— start Source records —
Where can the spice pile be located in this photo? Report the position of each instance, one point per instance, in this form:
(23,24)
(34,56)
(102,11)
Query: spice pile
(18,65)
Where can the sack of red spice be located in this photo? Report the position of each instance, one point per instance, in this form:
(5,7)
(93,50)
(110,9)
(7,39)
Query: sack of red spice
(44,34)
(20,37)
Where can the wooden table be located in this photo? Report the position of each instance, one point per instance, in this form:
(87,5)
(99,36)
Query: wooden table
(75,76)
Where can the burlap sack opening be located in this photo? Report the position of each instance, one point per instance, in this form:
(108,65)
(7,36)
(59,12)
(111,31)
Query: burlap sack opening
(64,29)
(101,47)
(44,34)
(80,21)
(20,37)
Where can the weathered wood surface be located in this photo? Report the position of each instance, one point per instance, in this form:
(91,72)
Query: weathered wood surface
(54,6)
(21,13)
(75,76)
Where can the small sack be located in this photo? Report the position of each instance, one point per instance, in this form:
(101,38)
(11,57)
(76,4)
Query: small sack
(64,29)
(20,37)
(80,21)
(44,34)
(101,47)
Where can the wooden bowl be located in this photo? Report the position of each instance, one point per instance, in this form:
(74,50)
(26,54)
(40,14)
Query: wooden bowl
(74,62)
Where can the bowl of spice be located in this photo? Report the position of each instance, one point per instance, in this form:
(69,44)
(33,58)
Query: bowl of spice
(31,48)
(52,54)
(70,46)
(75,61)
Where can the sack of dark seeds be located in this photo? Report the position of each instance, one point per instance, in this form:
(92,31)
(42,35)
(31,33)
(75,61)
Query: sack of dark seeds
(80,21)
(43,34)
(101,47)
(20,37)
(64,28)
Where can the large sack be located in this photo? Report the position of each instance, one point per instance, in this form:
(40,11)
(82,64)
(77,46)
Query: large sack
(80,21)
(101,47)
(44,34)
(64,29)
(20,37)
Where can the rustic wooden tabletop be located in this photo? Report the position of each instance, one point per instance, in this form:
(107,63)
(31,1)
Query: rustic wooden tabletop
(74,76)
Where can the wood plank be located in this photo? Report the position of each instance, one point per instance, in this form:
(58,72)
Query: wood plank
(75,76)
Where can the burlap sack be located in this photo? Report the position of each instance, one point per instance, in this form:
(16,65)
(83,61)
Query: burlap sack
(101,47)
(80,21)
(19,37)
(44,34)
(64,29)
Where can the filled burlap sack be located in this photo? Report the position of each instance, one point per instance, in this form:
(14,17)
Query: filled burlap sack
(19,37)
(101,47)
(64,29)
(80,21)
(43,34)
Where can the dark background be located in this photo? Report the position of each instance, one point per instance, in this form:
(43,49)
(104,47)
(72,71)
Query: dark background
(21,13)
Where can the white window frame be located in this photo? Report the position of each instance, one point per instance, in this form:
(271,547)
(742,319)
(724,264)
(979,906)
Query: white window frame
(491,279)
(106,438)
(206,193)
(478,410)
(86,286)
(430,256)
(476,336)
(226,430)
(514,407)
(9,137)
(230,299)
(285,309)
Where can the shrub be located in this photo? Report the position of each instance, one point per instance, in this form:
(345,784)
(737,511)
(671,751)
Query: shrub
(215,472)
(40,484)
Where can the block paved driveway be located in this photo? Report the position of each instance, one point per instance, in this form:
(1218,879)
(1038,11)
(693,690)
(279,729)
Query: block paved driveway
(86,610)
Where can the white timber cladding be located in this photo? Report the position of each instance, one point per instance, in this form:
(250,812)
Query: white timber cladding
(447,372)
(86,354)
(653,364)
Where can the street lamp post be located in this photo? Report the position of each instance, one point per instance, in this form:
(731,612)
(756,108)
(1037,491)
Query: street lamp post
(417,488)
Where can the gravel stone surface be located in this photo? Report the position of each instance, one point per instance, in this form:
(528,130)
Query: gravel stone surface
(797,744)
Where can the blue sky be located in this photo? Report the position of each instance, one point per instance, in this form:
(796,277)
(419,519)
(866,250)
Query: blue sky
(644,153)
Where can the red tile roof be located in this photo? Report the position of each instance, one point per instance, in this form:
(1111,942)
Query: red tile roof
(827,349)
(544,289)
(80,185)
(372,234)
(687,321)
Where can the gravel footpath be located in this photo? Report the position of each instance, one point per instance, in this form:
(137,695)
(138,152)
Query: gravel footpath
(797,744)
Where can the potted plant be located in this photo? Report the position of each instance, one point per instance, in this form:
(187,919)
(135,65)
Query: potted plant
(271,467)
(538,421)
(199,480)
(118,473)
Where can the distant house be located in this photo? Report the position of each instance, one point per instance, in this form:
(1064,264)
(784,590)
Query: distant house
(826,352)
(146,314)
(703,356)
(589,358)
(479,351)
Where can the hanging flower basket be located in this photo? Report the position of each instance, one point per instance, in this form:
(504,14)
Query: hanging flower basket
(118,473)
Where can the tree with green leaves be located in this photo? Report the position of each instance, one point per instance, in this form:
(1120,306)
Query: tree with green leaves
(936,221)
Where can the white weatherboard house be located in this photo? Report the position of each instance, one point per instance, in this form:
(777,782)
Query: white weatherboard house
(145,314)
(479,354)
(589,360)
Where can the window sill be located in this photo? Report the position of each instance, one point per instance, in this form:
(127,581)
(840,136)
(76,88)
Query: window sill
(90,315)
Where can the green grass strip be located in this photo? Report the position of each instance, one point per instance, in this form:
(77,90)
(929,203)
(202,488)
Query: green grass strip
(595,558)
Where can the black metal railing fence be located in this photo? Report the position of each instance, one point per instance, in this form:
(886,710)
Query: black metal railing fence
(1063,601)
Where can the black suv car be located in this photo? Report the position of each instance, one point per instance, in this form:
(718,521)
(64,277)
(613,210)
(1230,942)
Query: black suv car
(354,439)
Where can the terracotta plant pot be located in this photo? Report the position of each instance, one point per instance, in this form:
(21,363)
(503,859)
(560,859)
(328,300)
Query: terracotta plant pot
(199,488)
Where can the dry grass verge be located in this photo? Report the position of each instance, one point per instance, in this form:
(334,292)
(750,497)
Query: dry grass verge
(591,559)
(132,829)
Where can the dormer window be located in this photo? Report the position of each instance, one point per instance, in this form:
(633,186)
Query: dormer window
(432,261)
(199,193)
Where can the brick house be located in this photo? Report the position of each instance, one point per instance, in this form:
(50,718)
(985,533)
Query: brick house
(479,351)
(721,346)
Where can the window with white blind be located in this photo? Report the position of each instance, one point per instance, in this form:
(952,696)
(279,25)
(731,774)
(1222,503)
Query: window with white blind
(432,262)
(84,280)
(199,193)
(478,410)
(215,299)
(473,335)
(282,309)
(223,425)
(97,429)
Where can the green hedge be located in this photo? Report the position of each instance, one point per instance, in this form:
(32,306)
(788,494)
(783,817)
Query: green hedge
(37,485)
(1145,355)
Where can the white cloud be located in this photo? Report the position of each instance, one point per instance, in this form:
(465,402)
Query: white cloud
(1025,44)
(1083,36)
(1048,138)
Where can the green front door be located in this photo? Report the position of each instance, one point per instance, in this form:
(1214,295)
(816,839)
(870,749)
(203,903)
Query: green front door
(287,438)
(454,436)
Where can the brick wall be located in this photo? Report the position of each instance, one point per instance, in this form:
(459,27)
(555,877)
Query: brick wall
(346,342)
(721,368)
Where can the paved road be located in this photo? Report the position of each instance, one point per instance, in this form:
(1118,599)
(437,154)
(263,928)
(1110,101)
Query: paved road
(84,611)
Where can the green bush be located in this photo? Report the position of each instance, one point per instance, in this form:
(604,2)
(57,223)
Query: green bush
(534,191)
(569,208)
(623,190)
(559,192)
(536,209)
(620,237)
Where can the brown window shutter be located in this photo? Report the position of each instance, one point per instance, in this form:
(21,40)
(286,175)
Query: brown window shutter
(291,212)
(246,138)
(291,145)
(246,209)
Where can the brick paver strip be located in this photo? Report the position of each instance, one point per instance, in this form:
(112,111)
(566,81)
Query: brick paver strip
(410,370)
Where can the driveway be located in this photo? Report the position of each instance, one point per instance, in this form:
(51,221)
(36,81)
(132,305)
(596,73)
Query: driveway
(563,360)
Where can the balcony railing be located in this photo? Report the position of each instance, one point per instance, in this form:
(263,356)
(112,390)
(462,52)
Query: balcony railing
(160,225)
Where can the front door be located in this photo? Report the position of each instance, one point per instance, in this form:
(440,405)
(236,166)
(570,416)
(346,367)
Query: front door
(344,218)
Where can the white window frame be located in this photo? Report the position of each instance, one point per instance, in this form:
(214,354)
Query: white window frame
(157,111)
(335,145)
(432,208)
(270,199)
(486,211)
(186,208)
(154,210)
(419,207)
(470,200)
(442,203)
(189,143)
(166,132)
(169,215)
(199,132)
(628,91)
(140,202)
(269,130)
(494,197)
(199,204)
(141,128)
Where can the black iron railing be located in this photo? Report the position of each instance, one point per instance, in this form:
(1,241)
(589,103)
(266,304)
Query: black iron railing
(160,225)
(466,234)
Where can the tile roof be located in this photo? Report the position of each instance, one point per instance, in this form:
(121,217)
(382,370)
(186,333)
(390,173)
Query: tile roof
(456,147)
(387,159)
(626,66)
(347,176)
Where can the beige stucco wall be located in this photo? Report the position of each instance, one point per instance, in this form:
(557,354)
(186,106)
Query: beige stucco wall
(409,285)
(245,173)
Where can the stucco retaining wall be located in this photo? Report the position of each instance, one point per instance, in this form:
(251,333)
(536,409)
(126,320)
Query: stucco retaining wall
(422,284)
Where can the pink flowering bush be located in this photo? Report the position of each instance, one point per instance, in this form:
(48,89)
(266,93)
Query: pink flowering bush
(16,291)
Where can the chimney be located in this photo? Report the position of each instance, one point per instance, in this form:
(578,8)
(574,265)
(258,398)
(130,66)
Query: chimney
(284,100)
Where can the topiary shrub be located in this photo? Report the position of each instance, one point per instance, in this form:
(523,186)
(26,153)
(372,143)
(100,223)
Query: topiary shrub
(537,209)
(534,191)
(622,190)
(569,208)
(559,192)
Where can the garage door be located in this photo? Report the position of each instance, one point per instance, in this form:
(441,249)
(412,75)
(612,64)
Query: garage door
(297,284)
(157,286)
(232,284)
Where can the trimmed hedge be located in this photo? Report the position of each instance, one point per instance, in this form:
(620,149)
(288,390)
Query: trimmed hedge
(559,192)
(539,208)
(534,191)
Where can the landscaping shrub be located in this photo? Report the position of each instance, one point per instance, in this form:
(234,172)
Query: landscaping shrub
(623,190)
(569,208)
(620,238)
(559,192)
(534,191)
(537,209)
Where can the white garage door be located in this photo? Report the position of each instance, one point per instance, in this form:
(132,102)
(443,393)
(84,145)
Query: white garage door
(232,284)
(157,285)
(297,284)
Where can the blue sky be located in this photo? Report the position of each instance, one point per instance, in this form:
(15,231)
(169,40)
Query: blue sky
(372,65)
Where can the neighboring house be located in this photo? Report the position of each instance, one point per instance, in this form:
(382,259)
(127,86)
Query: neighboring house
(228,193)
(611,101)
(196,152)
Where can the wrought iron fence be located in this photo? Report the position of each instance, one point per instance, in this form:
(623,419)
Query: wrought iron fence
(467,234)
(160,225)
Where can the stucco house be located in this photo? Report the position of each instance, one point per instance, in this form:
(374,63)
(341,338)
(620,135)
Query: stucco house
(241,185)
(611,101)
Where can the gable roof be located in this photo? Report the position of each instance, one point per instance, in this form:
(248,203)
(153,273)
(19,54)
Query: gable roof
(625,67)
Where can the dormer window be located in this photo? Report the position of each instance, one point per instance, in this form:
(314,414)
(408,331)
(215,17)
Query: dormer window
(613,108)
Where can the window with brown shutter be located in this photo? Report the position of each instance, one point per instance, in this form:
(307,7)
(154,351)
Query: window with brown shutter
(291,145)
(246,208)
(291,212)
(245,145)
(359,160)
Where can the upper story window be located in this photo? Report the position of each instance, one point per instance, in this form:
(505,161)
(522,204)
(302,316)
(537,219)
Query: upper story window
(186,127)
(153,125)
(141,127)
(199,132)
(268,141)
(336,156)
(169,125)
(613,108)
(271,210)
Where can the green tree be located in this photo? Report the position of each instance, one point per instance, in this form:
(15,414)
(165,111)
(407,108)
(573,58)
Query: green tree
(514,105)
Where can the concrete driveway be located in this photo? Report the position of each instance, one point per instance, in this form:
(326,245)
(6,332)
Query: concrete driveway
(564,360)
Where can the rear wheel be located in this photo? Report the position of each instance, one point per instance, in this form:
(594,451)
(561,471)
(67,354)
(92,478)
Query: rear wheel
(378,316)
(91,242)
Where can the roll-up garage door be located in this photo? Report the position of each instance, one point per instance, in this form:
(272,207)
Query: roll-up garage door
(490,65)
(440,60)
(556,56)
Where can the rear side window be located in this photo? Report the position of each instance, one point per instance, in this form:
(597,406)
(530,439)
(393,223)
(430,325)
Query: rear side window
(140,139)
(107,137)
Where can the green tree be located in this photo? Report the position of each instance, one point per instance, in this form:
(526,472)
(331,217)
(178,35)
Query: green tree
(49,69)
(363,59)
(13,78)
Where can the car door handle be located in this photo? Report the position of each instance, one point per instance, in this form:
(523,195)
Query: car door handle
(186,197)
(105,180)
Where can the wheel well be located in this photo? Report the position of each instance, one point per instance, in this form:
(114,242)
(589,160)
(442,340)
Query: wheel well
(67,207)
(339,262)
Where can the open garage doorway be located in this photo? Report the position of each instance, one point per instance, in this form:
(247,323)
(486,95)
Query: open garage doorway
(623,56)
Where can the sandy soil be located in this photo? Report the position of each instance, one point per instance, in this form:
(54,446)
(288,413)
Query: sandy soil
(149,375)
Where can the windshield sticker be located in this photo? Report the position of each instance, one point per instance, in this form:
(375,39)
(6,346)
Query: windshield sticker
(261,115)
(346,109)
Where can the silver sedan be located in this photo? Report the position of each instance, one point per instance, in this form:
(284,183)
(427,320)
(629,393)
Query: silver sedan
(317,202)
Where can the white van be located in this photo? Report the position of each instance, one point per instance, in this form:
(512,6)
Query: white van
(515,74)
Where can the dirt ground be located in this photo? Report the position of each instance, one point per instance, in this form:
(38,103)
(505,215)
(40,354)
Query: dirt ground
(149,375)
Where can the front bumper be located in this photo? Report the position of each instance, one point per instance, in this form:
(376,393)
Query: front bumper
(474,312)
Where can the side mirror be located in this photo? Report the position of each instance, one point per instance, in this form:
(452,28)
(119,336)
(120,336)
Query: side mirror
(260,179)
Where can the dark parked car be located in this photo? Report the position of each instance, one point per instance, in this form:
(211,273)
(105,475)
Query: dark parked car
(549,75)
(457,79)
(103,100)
— end Source records —
◆ What you should do
Print nothing but the lines from the line with "Where can the sandy" to the last line of the records above. Both of those lines count.

◆ Expected output
Where can the sandy soil be located in this photo? Report the position of each instance, one point per instance, in this form:
(54,446)
(288,413)
Query: sandy soil
(149,375)
Where can the windshield sticker be located in this photo? Report the position of each instance, one point per instance, in this form:
(375,39)
(6,346)
Query: windshield sticker
(261,115)
(346,109)
Where can the silver sedan be located in this photo? Report the position of each instance, one point per instance, in this form:
(284,183)
(427,320)
(629,393)
Query: silver sedan
(317,202)
Where can the white van be located in this photo? Report the position of each instance, one point per instance, in this form:
(512,6)
Query: white van
(515,74)
Where can the dirt ground be located in this photo? Report the position of each instance, one point per instance, in this form:
(38,103)
(505,215)
(40,354)
Query: dirt ground
(149,375)
Where can the front bumper be located in this photo? Report the position of each instance, one point per instance, in this form:
(376,393)
Query: front bumper
(474,312)
Where can the side mirror be located in this photo? Report the position of each instance, one point per instance, in this form:
(452,28)
(119,336)
(120,336)
Query: side mirror
(260,179)
Where can the dark parked car be located in this photo? Report the position of each instance, one point per instance, in this form:
(211,273)
(105,475)
Query: dark parked car
(549,75)
(457,79)
(103,100)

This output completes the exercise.